• Extrait choisi:
'''
La journée commence tranquillement, je prends le temps avant de quitter le cocon surchauffé de mon auberge de jeunesse. Les températures atteignent les -30°C ces jours-ci à Oulan-Oudé et les déplacements à l'extérieur sont à calculer. On ne flâne pas dehors, on se déplace. Aujourd'hui, j'ai des courses à faire. D'abord pour le Nouvel An. Je suis invitée dans la famille d'Artiom, que j'avais rencontré à Saint-Pétersbourg, et j'aimerais y apporter quelques petites choses de fête. Le Champagne, j'ai vite laissé tomber. À 98€ la bouteille de Moët et Chandon, je me suis rabattue sur un petit pétillant italien tout bio, pour moins de 1000 roubles. Quelques chocolats et un fouet catalan. Je suis contente de ce que j'ai trouvé.

Ensuite, je dois faire des courses pour moi, pour le train. 3 jours de train, ce n'est pas rien. Et je veux m'imposer une certaine discipline dans les repas à bord, sinon je sais que je peux grignoter sans m'arrêter. C'est ce qui arrive quand je n'ai pas grand chose à faire. Kacha (porridge) et banane pour le petit-déjeuner, nouilles chinoises pour le déjeuner, barre de céréales, pomme et chocolat chaud pour le goûter et enfin soupe pour le dîner. 


Je me rends ensuite dans un café typique, où l'on sert des бузы (bouzy, gros ravioli bouriate) et du морс (morsse, boisson aux baies rouges). Nourriture typique de Bouriatie, que je ne vais pas retrouver de si tôt !



Puis il est temps de rejoindre la gare. Sur les quelques centaines de mètres que je parcours, je sens bien le poids des courses sur mon dos. Le panneau d'affichage du hall de gare annonce un retard pour mon train, d'environ une demi heure. Je m'installe sur un banc à l’abri des courants d'air et j'en profite pour mettre à jour le blog. Cela prend du temps, et ça tombe bien, le retard ne fait qu'augmenter. Ce train doit me faire arriver à Vladivostok dans l'après-midi du 31 décembre. Et lorsque l'on annonce 3h de retard, je me dis "mince, je vais être en retard à ma soirée dans 3 jours !". Je trouve ça drôle. Artiom me rassure et me dit qu'en Russie, on fête le Nouvel An pendant une semaine entière. J'échange quelques mots avec ma voisine, une jeune danseuse. Elle attend le train pour Tchita, en retard aussi. Elle me traduit les annonces orales au fur et à mesure. On atteint finalement les 4h50 de retard et je commence doucement à m'impatienter. J'ai hâte de m'installer dans ma maison mouvante des 3 prochains jours !
'''
• Lignes enregistrées:
'''
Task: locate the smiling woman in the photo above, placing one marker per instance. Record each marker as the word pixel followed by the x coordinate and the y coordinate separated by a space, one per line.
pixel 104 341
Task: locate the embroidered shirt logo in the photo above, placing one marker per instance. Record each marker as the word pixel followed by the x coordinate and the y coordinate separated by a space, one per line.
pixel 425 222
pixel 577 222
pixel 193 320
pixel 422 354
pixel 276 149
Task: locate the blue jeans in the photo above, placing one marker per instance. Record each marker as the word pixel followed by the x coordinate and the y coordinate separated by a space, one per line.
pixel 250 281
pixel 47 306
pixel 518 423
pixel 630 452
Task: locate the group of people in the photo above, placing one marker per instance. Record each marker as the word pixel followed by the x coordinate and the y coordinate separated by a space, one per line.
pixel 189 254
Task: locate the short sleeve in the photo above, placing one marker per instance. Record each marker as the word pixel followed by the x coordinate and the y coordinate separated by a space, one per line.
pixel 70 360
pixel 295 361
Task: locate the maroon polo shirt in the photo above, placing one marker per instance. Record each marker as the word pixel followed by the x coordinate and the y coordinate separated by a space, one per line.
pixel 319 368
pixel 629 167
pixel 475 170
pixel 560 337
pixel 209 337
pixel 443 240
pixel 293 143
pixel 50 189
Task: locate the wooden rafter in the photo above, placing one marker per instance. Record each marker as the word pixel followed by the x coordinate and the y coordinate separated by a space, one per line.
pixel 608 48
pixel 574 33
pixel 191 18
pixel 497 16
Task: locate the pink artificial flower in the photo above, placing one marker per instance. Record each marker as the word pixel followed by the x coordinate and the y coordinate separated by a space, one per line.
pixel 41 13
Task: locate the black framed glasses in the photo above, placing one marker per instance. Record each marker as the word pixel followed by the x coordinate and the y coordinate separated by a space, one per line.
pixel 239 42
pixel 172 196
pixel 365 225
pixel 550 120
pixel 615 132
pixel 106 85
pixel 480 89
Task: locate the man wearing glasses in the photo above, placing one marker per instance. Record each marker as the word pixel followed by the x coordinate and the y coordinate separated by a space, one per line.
'''
• Travail demandé:
Recopiez fidèlement le passage de l'extrait choisi qui commence par « Ensuite, je dois » et se poursuit jusqu'à « pour le dîner. ».

• Réponse attendue:
Ensuite, je dois faire des courses pour moi, pour le train. 3 jours de train, ce n'est pas rien. Et je veux m'imposer une certaine discipline dans les repas à bord, sinon je sais que je peux grignoter sans m'arrêter. C'est ce qui arrive quand je n'ai pas grand chose à faire. Kacha (porridge) et banane pour le petit-déjeuner, nouilles chinoises pour le déjeuner, barre de céréales, pomme et chocolat chaud pour le goûter et enfin soupe pour le dîner.